# EXERCISE REQUIREMENTS
Update the items below by replacing "positive clicks" with "foreground clicks" wherever it occurs, leaving everything else unchanged.

(Dataset entries)

....

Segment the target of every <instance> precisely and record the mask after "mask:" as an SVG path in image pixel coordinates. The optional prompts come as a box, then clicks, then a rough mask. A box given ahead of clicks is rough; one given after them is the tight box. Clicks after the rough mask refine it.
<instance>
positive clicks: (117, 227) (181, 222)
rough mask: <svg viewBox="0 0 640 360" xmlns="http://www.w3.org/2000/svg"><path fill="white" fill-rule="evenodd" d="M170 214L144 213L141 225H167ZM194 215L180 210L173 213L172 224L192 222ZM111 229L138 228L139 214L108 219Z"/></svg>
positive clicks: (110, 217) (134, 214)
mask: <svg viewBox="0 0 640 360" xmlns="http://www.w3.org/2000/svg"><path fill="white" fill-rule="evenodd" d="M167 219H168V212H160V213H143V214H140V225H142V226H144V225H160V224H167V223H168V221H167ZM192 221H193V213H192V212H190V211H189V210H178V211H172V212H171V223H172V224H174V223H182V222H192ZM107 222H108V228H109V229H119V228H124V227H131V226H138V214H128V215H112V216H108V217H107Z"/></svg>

....

# WRITTEN SOLUTION
Segment the target of every <instance> precisely and record the mask after "mask:" as an SVG path in image pixel coordinates. The optional prompts come as a box, then clicks, then a rough mask. A box given ahead of clicks is rough; one given after them is the tight box. Clicks after the rough mask refine it.
<instance>
foreground clicks: (117, 227) (181, 222)
rough mask: <svg viewBox="0 0 640 360" xmlns="http://www.w3.org/2000/svg"><path fill="white" fill-rule="evenodd" d="M170 214L144 213L141 225H167ZM194 215L180 210L173 213L172 224L192 222ZM111 229L138 228L139 214L108 219Z"/></svg>
foreground clicks: (110, 217) (134, 214)
mask: <svg viewBox="0 0 640 360" xmlns="http://www.w3.org/2000/svg"><path fill="white" fill-rule="evenodd" d="M167 219H168V212H160V213H143V214H140V225H142V226H144V225H160V224H167V223H168V221H167ZM192 221H193V213H192V212H190V211H189V210H178V211H172V212H171V223H172V224H174V223H182V222H192ZM107 222H108V228H109V229H119V228H124V227H131V226H138V214H128V215H112V216H108V217H107Z"/></svg>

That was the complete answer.